### [Excerto]
==*==

Era uma vez, ladeada por muitas árvores e um lago, uma bela casa de linhas modernas, quase um palácio aos olhos de muitos, um lar confortável e bem decorado. Aparentemente, uma família da classe média-alta vive ali como num conto de fadas: a mãe extremosa lê Alice no país das maravilhas às filhas gémeas na hora de dormir, a rotina familiar e profissional seguindo o seu curso normal, com sobressaltos controlados. Desde o início é bem claro quem é a poderosa naquele lar.  Um casal de meia idade convive entre festas de amigos e partilhas de responsabilidade parental mas está em rota de desapego emocional e físico, ainda que tão bem sucedidos profissionalmente, ela advogada de menores, ele médico. Neste  cantinho privilegiado da Europa suspeitamos cedo que algo menos bom está prestes a acontecer no seio da família aparentemente perfeita, desde  logo porque as  "rainhas" dos contos são nossas velhas conhecidas e logo desconfiamos das aparências.

Neste reino, vivem Annie, uma mulher que conquistou o êxito mas que guarda para si marcas de um passado menos feliz, - onde "o que aconteceu e o que nunca devia ter acontecido, foram uma e a mesma coisa" - mas também jovens, de ambos os sexos, no presente, relatam histórias de abuso sexual ou de maltrato. De igual forma, também um jovem difícil, Gustav, foi expulso de uma escola sueca e de casa da progenitora. Uma relação paternal foi há muito perdida e parece difícil de reatar. 

A Rainha de Copas tem uma realização segura, com aproveitamento magnífico do cenário e natureza. A bela fotografia e banda sonora compõem um ambiente ambíguo e inquietante. Existe uma tensão que percorre todo o filme e que foi bem trabalhada. Algumas cenas não parecem, no entanto, resultar, como uma em que Annie dança num jantar. É o momento em que a advogada  assume que pode fazer tudo, uma em que ela ensaia fazer uma má escolha: ser uma má anfitriã em vez de estar à altura da situação. E porquê? Porque pode. Escolhe assim enjeitar a responsabilidade que lhe cabia. Como voltará a fazer depois, mas com consequências muito mais desastrosas. Todavia, é uma cena idiota demais para ser levada a sério, mesmo que pensemos que está com os copos. Também gostaria que mais história pudesse ter sido filmada. Dão-nos as pistas mas isso é insuficiente. O que é mais importante não é a motivação para certos actos, são as consequências das más escolhas de Annie e observar até onde poderá  ir esta rainha para se auto-preservar. Já sabíamos que ela era uma sobrevivente. O filme promove o questionamento, mais do que as conclusões.

Destaca-se a interpretação soberba da actriz Trine Dyrholmque, que já vi noutros filmes, num papel exigente: prestável e charmosa,  Anne, não tem escrúpulos, e tal como a Rainha de Copas, de Alice, não tem contemplações. Esta mulher de meia idade, que tem o ar e a energia de uma Glenn Close em Atracção fatal, e algo do temperamento e segurança de Huppert, em Ela, seduz um menor, o seu enteado. Primeiro, usa-o sem comiseração. Gustav não passa de um brinquedo sexual, um garoto rebelde mas vulnerável, imaturo ainda, incapaz de lidar com tanta manipulação emocional, irremediavelmente caído na toca de uma loba. No momento em que ele se torna uma ameaça ao seu domínio e conforto, sendo confrontada com o seu erro, as suas palavras não são ordens para que lhe fosse cortada a cabeça, mas dá no mesmo.

==*==

### [Dados fornecidos]
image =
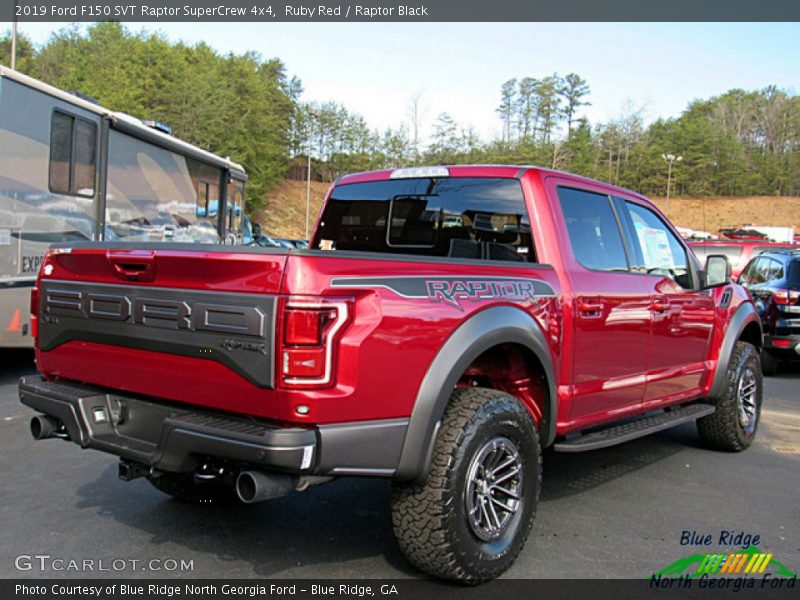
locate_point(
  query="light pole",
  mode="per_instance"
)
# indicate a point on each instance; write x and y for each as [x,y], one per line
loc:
[311,115]
[14,39]
[670,158]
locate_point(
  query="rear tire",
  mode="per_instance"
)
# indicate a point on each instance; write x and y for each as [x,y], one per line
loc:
[470,518]
[734,424]
[769,364]
[185,488]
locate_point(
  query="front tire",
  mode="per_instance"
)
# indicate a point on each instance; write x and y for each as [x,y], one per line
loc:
[470,518]
[733,426]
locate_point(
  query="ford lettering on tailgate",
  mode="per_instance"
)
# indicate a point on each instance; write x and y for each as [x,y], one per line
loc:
[233,329]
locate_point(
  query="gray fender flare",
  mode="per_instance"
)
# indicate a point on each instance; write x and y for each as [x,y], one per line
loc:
[488,328]
[744,315]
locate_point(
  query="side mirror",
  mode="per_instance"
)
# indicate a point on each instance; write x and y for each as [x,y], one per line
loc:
[718,271]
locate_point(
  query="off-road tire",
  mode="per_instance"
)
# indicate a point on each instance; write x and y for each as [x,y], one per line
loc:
[430,518]
[723,430]
[769,364]
[184,487]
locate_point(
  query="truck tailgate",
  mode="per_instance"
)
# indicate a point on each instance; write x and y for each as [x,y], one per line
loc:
[179,322]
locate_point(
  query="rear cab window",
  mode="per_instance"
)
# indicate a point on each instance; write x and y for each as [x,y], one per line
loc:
[456,217]
[594,231]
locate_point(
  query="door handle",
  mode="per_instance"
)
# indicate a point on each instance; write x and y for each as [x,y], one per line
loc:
[660,305]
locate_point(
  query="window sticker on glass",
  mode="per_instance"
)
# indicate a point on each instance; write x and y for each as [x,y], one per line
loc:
[655,247]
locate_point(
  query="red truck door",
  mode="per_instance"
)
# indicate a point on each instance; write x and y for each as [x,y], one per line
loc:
[682,315]
[611,307]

==*==

### [Complete o seguinte]
**A)** Indique todos os títulos de obras (livros ou filmes) mencionados na crítica.
**B)** Na crítica, reescreva o trecho de "Neste reino, vivem" a "difícil de reatar.", substituindo "uma escola sueca" por "uma escola norueguesa".
As linhas provêm de uma fonte diferente da crítica.

### [Resultados por tarefa]
**A)**
- Alice no país das maravilhas
- A Rainha de Copas
- Atracção fatal
- Ela

**B)**
Neste reino, vivem Annie, uma mulher que conquistou o êxito mas que guarda para si marcas de um passado menos feliz, - onde "o que aconteceu e o que nunca devia ter acontecido, foram uma e a mesma coisa" - mas também jovens, de ambos os sexos, no presente, relatam histórias de abuso sexual ou de maltrato. De igual forma, também um jovem difícil, Gustav, foi expulso de uma escola norueguesa e de casa da progenitora. Uma relação paternal foi há muito perdida e parece difícil de reatar.